▶ **TEXT PASSAGE**:
****************
Many of the companies looking for H-1B workers are software and telemarketing companies. I disagree with the statement "American citizens need not apply" because that's obvious discrimination. But these companies need workers for a very good reason, Demand. They absolutely cannot supply the volume of products at the prices we want to pay unless they have the proper number of workers at the right wages. Anybody making more than $10/hr can make ends meet, in most areas. If you're lucky enough to make over $20/hr, you can even plan on retirement. Now when you get into hugh cities and places like CT(where I live now) cost of living is quite a bit higher. So the required wage is relative to location.

But that's not the way we think. Look at the number of forums with people asking for help with their brand new entertainment center or looking for advice on what HDTV to buy. I'd be willing to go out on a limb and say most of those people have never bought a stock or even put money into a savings account or mutual fund. A lot of them are college students and people with my low level of income. I only claimed $24k on my last years tax return. But I'm not even 23 yet and I've got nearly $10k in mutual funds. I owe $5k on a car I bought last year and have excellent credit. But I'm not in the same situation that most americans are in. I have a relatively low debt/income ratio even though I got a $600/mo paycut for getting injured in the 'War on Terror'.

The main point is that americans want more money for less work than every other country in the world. So I don't necessarily push the blame completely on the corporations. China and India have very good education systems and their instructors get paid as much as the engineers they're creating. But on the other hand, their engineers get paid around %50 the wages ours do. That's a good reason for the big companies to outsource. The don't have to raise their prices as much when their engineers demand less money. I gaurantee an american citizen can undercut an equally qualified foriegner if they were willing to.

Lastly, I agree with you on the discrimination issue. We've nearly eliminated all other forms of discrimination. There's no need to start the same old battle again. But it's not just the corporations' fault. The workers and consumers are to blame as well.

The main part of the immigration bill was to get unskilled laborers into the country. The vast majority of workers required are low-income workers. Farm labor and garbage services are just a couple of examples. These are jobs that americans just don't want. That's a very good reason to give foriegners working visas. The amnesty portion of the bill would provide information on nearly every employer who is hiring illegal aliens. The foriegn workers would be lining up in masses to get the opportunity for a wage increase. They would register in order to get minimum wage and supply employer information, thus supplying the state and federal gov'ts with information on who's hiring who. I don't think they should go unpunished, but the amnesty is a good way of avoiding the waste of billions of dollars trying to root out all the illegal aliens. It would remove the fear from coming clean and getting registered.

I'm sure you disagree with my opinion, but that's just my $.02
Time for Change
by fileptr June 25, 2007 7:39 AM PDT
There is no need for this much hue and cry. This has happened and will happen always in the history of the world.
Remember when East India Company used to purchase cotton from India and make clothe in a cheaper place (that is UK) and again go back to India to sell them. What will you call that?
****************
▶ **SUPPLIED DATA**:
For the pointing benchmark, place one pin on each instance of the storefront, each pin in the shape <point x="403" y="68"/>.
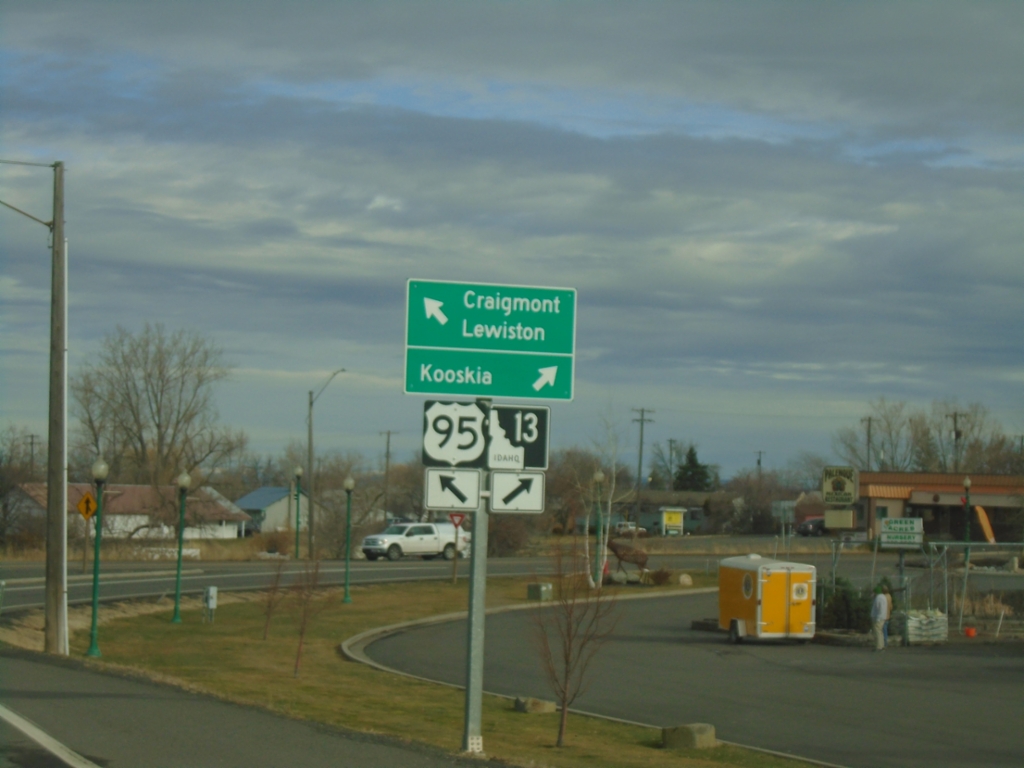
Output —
<point x="939" y="500"/>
****************
▶ **WRITTEN INSTRUCTION**:
Repeat word for word the part of the forum post on H-1B workers that starts at the words "Lastly, I agree" and ends after the words "blame as well.".

▶ **RESPONSE**:
Lastly, I agree with you on the discrimination issue. We've nearly eliminated all other forms of discrimination. There's no need to start the same old battle again. But it's not just the corporations' fault. The workers and consumers are to blame as well.